> Instructions
A – Quote the James Herbert article word for word, starting at "While he may" and ending after "I was a fan.".
B – Copy each line of the entries that contains the string "dirt".

January 31, 2016

THE BEST OF:


Hooo haaa haaaaa haaargh, etc: Pat Black

James Herbert was the godfather of British horror. His books, which dished out lashings of sex and gore, were massive bestsellers. Alongside Stephen King, he helped usher in the Horror Boom - a golden age of schlock and awe lasting from the 1970s to the early 1990s. 

After The Rats scampered into the public consciousness in 1974, Herbert remained on the bestseller lists for the rest of his days. His popularity threatened to make horror mainstream, if not quite respectable, no matter how grim the content.

While he may once have been the stock-in-trade of sniggering schoolboys, passing dog-eared paperbacks between them like porn, or stealing a quick glance at the dirty bits from their parents’ shelves, the author grew to become an elder statesman in British publishing. Herbert’s books were on everyone’s shelves.

Many readers over 35 will have been dismayed when he died in March 2013, aged 69. It's jarring when people who dominated the arts in your youth pass on, whether you were a fan or not. 

I was a fan.

So, sit back, relax, and pour yourself a glass of something red, as we take an affectionate look at the career highlights of this revered and much-missed writer. 


That's the one with... what's it about, again?

James Herbert was a working class art school boy born during the war, much like Lennon and McCartney. He was an advertising executive barely out of his twenties when he sold The Rats to the New English Library – perhaps the definitive Horror Boom publisher. 

Herbert was paid a £150 advance for his story of a decaying and neglected east end of London – some parts of it still in ruins from the Blitz – being menaced by giant, mutant, pink-tailed nasties. It must have seemed like the author would take his time earning the advance back, after the book was memorably skewered in the Observer by Martin Amis (writing under a pseudonym), who said it would "make a rodent retch".

[Collected data entries]
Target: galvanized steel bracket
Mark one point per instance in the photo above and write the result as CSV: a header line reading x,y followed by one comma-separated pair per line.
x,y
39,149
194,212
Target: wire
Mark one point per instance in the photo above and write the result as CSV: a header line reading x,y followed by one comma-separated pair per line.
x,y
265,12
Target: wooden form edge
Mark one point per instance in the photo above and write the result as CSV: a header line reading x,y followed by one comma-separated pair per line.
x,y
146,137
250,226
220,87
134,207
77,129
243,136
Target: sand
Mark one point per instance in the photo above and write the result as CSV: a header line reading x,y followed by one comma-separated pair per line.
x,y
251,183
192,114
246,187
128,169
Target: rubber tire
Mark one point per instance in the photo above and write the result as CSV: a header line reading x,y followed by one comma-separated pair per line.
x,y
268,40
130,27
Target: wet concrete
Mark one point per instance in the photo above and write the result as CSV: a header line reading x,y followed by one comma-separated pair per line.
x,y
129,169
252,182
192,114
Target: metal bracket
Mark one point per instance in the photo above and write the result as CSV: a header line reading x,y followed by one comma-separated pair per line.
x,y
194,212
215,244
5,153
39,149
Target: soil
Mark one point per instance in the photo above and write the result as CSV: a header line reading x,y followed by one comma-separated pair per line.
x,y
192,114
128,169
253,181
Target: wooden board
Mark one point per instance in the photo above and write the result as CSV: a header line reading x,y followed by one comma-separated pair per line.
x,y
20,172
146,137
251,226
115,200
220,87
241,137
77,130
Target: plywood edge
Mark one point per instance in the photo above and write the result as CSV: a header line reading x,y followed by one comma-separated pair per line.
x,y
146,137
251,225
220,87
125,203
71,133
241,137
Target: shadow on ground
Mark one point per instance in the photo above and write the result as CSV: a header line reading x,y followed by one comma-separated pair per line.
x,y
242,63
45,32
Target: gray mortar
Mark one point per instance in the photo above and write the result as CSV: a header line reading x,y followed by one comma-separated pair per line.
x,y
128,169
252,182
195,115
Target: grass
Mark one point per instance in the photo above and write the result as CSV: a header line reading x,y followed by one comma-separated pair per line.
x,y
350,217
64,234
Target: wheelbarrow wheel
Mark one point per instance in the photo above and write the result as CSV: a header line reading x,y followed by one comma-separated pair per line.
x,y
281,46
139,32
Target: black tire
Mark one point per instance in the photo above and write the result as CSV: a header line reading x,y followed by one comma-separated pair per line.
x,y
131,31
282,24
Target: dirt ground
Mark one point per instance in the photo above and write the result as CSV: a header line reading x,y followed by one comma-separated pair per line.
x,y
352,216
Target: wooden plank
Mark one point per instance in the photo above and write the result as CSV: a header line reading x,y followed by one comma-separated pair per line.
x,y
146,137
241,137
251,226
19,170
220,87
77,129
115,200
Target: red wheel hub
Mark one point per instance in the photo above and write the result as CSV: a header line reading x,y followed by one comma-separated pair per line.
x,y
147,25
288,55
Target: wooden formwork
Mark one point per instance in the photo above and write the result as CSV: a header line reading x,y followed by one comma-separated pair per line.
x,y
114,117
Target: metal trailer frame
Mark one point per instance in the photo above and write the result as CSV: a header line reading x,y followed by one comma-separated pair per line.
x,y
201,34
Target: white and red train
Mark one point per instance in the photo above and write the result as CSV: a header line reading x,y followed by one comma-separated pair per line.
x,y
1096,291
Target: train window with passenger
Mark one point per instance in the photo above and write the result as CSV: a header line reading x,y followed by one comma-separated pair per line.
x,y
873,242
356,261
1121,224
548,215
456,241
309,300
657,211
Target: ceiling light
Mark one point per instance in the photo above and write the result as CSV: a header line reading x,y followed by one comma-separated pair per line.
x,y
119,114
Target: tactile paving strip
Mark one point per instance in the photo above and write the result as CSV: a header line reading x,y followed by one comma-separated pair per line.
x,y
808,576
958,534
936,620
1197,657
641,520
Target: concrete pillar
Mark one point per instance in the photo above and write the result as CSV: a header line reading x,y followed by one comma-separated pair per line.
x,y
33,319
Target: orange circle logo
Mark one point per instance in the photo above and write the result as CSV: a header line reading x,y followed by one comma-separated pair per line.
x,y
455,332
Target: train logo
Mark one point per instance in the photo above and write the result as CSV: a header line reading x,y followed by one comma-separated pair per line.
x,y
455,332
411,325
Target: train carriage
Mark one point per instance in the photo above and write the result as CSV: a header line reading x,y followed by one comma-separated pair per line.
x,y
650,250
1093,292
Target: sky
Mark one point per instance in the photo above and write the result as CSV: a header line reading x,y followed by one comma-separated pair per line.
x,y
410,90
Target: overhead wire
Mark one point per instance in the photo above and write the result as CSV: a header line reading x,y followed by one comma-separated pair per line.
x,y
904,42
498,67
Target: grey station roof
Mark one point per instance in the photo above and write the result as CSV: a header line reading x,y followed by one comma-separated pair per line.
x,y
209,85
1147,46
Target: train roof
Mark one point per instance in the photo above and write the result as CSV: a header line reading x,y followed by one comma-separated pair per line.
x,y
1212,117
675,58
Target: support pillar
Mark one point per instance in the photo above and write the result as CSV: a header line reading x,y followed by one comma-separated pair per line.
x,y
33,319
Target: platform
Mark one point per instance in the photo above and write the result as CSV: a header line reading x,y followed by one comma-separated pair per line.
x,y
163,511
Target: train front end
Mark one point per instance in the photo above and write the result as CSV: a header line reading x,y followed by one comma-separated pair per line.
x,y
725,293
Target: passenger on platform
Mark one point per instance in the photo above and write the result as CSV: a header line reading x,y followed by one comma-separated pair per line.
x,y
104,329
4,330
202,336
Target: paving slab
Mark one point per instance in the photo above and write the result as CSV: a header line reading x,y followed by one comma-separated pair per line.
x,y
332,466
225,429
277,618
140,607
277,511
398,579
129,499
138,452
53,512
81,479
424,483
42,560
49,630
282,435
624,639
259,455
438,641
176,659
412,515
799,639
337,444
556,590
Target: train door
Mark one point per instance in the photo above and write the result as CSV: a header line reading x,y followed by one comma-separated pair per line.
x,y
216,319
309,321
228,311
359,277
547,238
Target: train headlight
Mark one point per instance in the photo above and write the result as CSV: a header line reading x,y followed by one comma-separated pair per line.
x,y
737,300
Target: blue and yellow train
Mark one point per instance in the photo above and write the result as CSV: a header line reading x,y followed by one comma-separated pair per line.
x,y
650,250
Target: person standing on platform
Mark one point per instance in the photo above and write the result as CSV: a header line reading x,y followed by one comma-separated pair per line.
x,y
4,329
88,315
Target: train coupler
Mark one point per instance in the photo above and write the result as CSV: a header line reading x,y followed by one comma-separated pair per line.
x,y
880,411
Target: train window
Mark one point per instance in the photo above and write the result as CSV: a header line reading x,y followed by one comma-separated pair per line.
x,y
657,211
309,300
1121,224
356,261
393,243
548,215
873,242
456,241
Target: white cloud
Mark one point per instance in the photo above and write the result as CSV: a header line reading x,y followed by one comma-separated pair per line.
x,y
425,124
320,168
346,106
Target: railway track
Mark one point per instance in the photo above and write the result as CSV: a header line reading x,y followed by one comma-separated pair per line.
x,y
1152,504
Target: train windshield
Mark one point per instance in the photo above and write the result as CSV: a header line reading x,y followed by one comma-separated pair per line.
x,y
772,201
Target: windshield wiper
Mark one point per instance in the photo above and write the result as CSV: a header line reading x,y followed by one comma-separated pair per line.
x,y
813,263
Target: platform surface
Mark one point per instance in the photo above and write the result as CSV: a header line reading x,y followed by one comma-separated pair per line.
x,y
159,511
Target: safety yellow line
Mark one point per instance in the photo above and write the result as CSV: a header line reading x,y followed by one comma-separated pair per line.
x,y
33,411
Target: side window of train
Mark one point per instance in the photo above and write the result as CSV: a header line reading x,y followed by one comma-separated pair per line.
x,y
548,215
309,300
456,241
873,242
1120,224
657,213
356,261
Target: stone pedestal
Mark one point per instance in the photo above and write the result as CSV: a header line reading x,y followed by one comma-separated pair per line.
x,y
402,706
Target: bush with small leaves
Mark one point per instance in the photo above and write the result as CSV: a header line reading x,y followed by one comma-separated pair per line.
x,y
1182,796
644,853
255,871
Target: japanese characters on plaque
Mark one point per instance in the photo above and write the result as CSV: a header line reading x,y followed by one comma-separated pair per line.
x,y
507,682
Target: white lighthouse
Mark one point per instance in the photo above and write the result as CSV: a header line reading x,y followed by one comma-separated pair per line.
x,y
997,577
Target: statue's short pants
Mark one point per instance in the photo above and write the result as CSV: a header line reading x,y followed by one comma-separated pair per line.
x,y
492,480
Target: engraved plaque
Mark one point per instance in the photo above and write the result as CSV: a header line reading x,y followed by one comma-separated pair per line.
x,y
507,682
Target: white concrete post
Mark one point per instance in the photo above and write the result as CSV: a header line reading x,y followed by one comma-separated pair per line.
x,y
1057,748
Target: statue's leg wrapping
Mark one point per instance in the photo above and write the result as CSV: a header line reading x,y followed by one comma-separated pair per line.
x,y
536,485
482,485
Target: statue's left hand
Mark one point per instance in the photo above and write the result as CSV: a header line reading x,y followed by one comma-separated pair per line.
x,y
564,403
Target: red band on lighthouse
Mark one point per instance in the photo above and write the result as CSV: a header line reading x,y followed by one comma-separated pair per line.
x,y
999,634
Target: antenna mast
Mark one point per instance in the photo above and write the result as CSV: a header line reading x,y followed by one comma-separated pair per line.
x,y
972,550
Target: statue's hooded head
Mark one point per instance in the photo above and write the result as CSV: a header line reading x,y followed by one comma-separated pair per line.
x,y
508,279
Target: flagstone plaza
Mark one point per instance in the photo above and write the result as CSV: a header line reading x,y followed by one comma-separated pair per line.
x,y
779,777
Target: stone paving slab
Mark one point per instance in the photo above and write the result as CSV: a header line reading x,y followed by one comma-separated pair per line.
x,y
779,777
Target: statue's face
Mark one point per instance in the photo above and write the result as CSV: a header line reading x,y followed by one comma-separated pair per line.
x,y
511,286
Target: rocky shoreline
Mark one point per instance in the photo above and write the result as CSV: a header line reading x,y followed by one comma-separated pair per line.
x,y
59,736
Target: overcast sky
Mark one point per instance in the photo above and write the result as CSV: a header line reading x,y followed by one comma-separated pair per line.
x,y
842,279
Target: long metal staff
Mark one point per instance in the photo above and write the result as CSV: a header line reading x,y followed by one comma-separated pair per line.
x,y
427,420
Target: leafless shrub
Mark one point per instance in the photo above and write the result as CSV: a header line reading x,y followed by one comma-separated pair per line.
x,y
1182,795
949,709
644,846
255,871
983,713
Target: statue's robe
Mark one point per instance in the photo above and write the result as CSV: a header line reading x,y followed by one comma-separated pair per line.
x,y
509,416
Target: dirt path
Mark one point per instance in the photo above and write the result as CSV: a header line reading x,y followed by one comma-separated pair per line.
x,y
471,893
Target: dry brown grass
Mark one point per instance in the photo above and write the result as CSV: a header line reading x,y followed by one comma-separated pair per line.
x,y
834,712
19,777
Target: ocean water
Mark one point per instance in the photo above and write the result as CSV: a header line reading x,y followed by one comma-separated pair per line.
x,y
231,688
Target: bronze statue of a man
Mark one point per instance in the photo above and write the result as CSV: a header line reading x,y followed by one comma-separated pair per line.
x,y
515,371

> Problem solutions
A –
While he may once have been the stock-in-trade of sniggering schoolboys, passing dog-eared paperbacks between them like porn, or stealing a quick glance at the dirty bits from their parents’ shelves, the author grew to become an elder statesman in British publishing. Herbert’s books were on everyone’s shelves.

Many readers over 35 will have been dismayed when he died in March 2013, aged 69. It's jarring when people who dominated the arts in your youth pass on, whether you were a fan or not. 

I was a fan.

B –
Target: dirt ground
Target: dirt path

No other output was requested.